▶ [DATA SECTION]
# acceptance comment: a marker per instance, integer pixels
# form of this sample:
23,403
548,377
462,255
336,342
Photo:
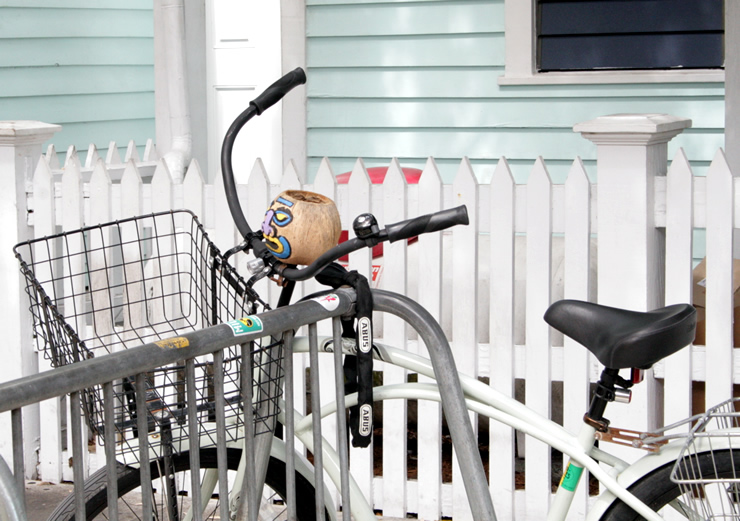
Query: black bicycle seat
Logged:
623,339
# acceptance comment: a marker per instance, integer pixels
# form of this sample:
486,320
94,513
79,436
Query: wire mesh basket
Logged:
118,285
708,467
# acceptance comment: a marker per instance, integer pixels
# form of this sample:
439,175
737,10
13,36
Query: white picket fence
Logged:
488,284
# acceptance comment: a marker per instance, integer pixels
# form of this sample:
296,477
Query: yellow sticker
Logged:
173,343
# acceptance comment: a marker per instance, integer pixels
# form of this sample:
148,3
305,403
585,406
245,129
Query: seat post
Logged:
606,391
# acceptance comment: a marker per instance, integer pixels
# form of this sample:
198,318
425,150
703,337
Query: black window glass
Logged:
629,34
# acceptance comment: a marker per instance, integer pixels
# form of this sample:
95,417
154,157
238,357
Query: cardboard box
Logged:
700,299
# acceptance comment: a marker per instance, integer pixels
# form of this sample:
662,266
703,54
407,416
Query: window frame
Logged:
520,67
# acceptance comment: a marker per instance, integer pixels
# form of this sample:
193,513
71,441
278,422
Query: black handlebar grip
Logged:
277,90
427,223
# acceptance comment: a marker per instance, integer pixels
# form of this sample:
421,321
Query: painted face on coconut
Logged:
299,226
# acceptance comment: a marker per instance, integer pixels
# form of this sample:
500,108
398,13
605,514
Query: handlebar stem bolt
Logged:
255,266
365,226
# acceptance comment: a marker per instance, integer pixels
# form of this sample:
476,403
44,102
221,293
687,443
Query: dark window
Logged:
577,35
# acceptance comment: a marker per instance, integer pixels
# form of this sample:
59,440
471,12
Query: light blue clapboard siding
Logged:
412,79
70,80
87,65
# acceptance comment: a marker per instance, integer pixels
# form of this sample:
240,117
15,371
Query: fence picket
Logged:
464,316
720,221
51,157
134,313
162,306
71,156
100,293
395,429
50,445
538,370
325,184
132,153
501,351
678,268
192,190
150,151
112,156
72,291
577,286
92,156
429,431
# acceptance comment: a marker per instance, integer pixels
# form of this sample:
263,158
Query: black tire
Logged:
657,490
128,480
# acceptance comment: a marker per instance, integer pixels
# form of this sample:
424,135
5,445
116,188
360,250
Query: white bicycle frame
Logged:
483,400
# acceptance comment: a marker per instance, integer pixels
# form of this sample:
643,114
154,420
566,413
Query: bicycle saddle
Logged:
623,339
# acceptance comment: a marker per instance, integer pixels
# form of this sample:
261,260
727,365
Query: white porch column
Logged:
632,151
20,151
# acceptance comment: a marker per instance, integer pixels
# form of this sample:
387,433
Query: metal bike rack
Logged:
75,378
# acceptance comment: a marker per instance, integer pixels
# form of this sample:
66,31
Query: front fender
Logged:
652,461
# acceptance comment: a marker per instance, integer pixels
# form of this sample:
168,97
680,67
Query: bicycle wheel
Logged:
657,490
129,503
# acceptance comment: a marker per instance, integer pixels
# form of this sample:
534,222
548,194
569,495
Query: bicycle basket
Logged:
118,285
708,467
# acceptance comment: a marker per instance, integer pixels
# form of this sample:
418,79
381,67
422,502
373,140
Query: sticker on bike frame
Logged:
173,343
365,329
329,302
245,325
366,420
571,477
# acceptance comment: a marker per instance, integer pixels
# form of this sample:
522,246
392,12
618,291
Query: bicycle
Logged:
619,339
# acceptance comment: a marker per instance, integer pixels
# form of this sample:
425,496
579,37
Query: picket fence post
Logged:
631,153
20,151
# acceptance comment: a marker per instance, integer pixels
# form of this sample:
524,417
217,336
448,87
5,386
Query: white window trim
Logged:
521,65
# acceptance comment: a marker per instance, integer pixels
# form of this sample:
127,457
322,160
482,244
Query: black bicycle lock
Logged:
358,369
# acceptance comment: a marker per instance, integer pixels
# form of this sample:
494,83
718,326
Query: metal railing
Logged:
136,363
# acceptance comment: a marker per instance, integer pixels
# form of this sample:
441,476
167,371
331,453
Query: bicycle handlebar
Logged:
432,222
393,232
427,223
269,97
277,90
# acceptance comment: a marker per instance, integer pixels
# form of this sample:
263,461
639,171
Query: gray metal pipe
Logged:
450,390
87,373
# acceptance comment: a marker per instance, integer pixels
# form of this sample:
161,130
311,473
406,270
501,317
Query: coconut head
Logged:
299,226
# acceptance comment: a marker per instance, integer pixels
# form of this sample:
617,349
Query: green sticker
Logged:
571,477
245,325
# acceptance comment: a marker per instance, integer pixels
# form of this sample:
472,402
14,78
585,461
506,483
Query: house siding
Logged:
86,65
412,79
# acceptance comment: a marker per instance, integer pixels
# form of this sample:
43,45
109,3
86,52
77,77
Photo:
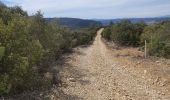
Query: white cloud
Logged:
96,8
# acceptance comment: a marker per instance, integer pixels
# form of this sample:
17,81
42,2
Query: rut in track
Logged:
92,74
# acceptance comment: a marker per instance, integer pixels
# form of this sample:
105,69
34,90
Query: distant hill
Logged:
134,20
75,22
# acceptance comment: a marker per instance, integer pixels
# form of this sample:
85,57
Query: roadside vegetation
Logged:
127,33
28,45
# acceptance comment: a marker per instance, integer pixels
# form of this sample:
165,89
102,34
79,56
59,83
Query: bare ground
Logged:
107,72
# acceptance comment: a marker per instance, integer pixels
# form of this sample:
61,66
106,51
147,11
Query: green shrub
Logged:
2,52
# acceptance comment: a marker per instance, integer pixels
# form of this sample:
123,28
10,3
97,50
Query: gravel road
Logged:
92,73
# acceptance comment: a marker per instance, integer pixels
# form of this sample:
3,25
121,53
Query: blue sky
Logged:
98,9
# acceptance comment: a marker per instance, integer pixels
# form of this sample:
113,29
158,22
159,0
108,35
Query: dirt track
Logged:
94,73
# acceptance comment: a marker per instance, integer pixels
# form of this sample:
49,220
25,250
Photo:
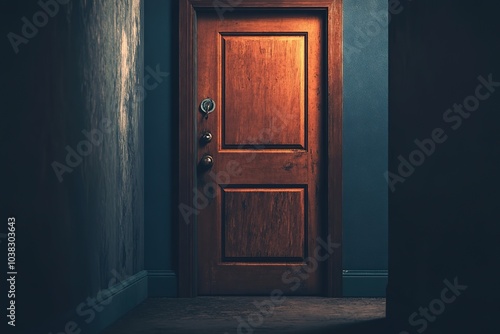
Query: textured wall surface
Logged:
79,215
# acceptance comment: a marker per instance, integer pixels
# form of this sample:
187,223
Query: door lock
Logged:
207,106
207,161
206,137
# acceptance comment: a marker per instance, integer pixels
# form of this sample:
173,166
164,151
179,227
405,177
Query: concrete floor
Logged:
240,315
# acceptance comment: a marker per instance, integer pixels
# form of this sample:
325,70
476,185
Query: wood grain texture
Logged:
262,58
260,224
321,171
264,78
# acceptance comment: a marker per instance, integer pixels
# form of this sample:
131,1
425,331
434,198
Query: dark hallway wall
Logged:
443,210
82,231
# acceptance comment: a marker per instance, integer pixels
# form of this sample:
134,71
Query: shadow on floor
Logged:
254,315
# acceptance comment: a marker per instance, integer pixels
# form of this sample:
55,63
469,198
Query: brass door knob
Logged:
207,161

▶ [EXERCISE DIRECTIONS] Omit the pictures, then quote the rest of the material above exactly.

▶ [COMPLETE RESPONSE]
# acceptance comment: a marker per instance, integer pixels
# form of this sample:
23,403
548,377
462,255
336,342
Photo:
Query: black bicycle seat
Logged:
623,339
# acceptance comment: a marker per instance, integer pixels
# form of this sample:
486,320
94,513
79,436
Query: wire mesh basket
Logged:
118,285
708,467
# acceptance comment: a marker per instance, integer pixels
# form of this sample:
439,175
737,10
13,36
Query: white picket fence
Logged:
488,284
# acceptance comment: a marker per instance, integer pixels
# form of this sample:
296,477
Query: yellow sticker
Logged:
173,343
# acceptance comment: a marker per instance, integer pixels
# form of this sample:
148,3
305,403
585,406
245,129
Query: seat post
Logged:
606,391
# acceptance comment: a marker per instance, integer pixels
# form of this sample:
198,318
425,150
703,337
Query: black window glass
Logged:
629,34
# acceptance comment: a marker per instance, integer pixels
# form of this sample:
95,417
154,157
238,357
Query: cardboard box
Logged:
700,299
# acceptance comment: a marker per instance, integer pixels
# form of this sample:
662,266
703,54
407,416
Query: window frame
Logged:
520,67
# acceptance comment: a marker per instance, integer pixels
# form of this sample:
193,513
71,441
278,422
Query: black handlebar grip
Logged:
277,90
427,223
# acceptance comment: a marker per instance, integer pixels
# form of this sample:
421,321
Query: painted face on coconut
Logged:
299,226
# acceptance comment: a marker per instance, integer pixels
# form of this sample:
500,108
398,13
605,514
Query: handlebar stem bolt
Logged:
255,266
365,226
# acceptance comment: a marker per instance, integer pixels
# form of this sample:
476,403
44,102
221,293
687,443
Query: dark window
Logged:
577,35
# acceptance comment: a marker per instance, integer pixels
# form of this sample:
59,440
471,12
Query: light blue clapboard siding
Logged:
412,79
70,80
87,65
# acceptance comment: a marker per instance, integer pixels
# form of this sample:
240,117
15,371
Query: fence picket
Logged:
464,316
720,221
51,157
134,313
162,306
71,156
100,293
395,429
50,445
538,370
325,184
132,153
501,351
678,268
192,190
150,151
112,156
72,291
577,286
92,156
429,431
# acceptance comment: a marker per instance, integer pixels
# form of this sample:
263,158
Query: black tire
Logged:
657,490
128,480
# acceptance comment: a marker per instance, integer pixels
# form of this sample:
424,135
5,445
116,188
360,250
Query: white bicycle frame
Logged:
483,400
# acceptance comment: a marker per instance, integer pixels
# form of this sample:
643,114
154,420
566,413
Query: bicycle saddle
Logged:
623,339
# acceptance comment: a marker per instance, integer pixels
# form of this sample:
261,260
727,365
Query: white porch column
Logged:
632,151
20,151
# acceptance comment: a marker per instance, integer pixels
# form of this sample:
387,433
Query: metal bike rack
Logged:
75,378
# acceptance comment: a marker per instance, integer pixels
# form of this sample:
66,31
Query: front fender
Logged:
652,461
# acceptance comment: a marker per instance, integer pixels
# form of this sample:
168,97
680,67
Query: bicycle wheel
Logged:
657,490
129,503
# acceptance comment: a marker per instance, integer pixels
# form of this sample:
534,222
548,194
569,495
Query: bicycle basket
Logged:
118,285
708,467
# acceptance comment: a marker per instance, integer pixels
# form of this sample:
418,79
381,67
422,502
373,140
Query: sticker on bike frame
Logged:
173,343
365,329
329,302
245,325
366,420
571,477
# acceptance comment: a marker per instance, integer pixels
# form of this sample:
522,246
392,12
618,291
Query: bicycle
Logged:
619,339
# acceptance comment: a marker per instance, integer pixels
# form of this sample:
425,496
579,37
Query: picket fence post
Logged:
631,153
20,151
# acceptance comment: a marker per instance, integer pixels
# form of this sample:
524,417
217,336
448,87
5,386
Query: white window trim
Logged:
521,65
# acceptance comment: a marker per instance, integer pixels
# form of this sample:
127,457
322,160
482,244
Query: black bicycle lock
Logged:
358,369
# acceptance comment: a marker per instance, integer pixels
# form of this sample:
494,83
718,326
Query: metal railing
Logged:
136,363
# acceptance comment: a marker per instance, integer pixels
# form of this sample:
441,476
167,371
331,453
Query: bicycle handlebar
Logged:
432,222
393,232
427,223
269,97
277,90
# acceptance comment: a marker per instance, integer pixels
# form of this sample:
263,461
639,171
Query: gray metal pipe
Logged:
450,390
87,373
# acceptance comment: a marker per instance, integer pixels
# form of this sample:
161,130
311,473
406,270
501,317
Query: coconut head
Logged:
299,226
# acceptance comment: a marker per instance, integer pixels
# form of this sample:
617,349
Query: green sticker
Logged:
571,477
245,325
# acceptance comment: a marker per instance, integer pixels
# form of this sample:
472,402
14,78
585,461
506,483
Query: house siding
Logged:
86,65
412,79
# acceptance comment: a marker per instance, integer pixels
# form of this sample:
43,45
109,3
86,52
77,77
Photo:
Query: white cloud
Logged:
96,8
# acceptance comment: a marker per instance, integer pixels
# form of this sample:
17,81
42,2
Query: rut in track
Logged:
92,74
# acceptance comment: a marker per instance, integer pixels
# form of this sample:
105,69
34,90
Query: distant hill
Logged:
134,20
75,22
# acceptance comment: a marker per instance, integer pixels
# form of this sample:
85,57
Query: roadside vegetation
Logged:
127,33
28,45
# acceptance comment: a marker per instance, integer pixels
# form of this sample:
165,89
102,34
79,56
59,83
Query: bare ground
Logged:
107,72
# acceptance comment: a marker per instance, integer pixels
# form of this sample:
61,66
106,51
147,11
Query: green shrub
Logged:
2,52
# acceptance comment: a marker per instance, integer pixels
# form of this sample:
123,28
10,3
97,50
Query: gravel road
Logged:
92,73
# acceptance comment: a marker per instance, integer pixels
# form of this sample:
3,25
121,53
Query: blue sky
Logged:
98,9
# acceptance comment: a marker per instance, integer pixels
# form of this sample:
113,29
158,22
159,0
108,35
Query: dirt track
Logged:
94,73
# acceptance comment: a marker per instance, integer pixels
# form of this sample:
49,220
25,250
Photo:
Query: textured wall surface
Logged:
79,215
# acceptance comment: a marker per instance, integer pixels
# form of this sample:
187,223
Query: door lock
Logged:
207,106
207,161
206,137
# acceptance comment: a marker per instance, integer pixels
# form of this sample:
173,166
164,151
179,227
405,177
Query: concrete floor
Logged:
240,315
# acceptance comment: a marker per instance, integer pixels
# form of this sample:
325,70
476,185
Query: wood grain texture
Logged:
262,58
260,224
321,171
264,78
# acceptance comment: a marker per instance, integer pixels
# form of this sample:
131,1
425,331
434,198
Query: dark hallway wall
Logged:
443,210
82,231
# acceptance comment: a marker per instance, integer pixels
# form of this sample:
134,71
Query: shadow on floor
Logged:
254,315
# acceptance comment: a marker per instance, integer pixels
# form of this sample:
55,63
469,198
Query: brass door knob
Logged:
207,161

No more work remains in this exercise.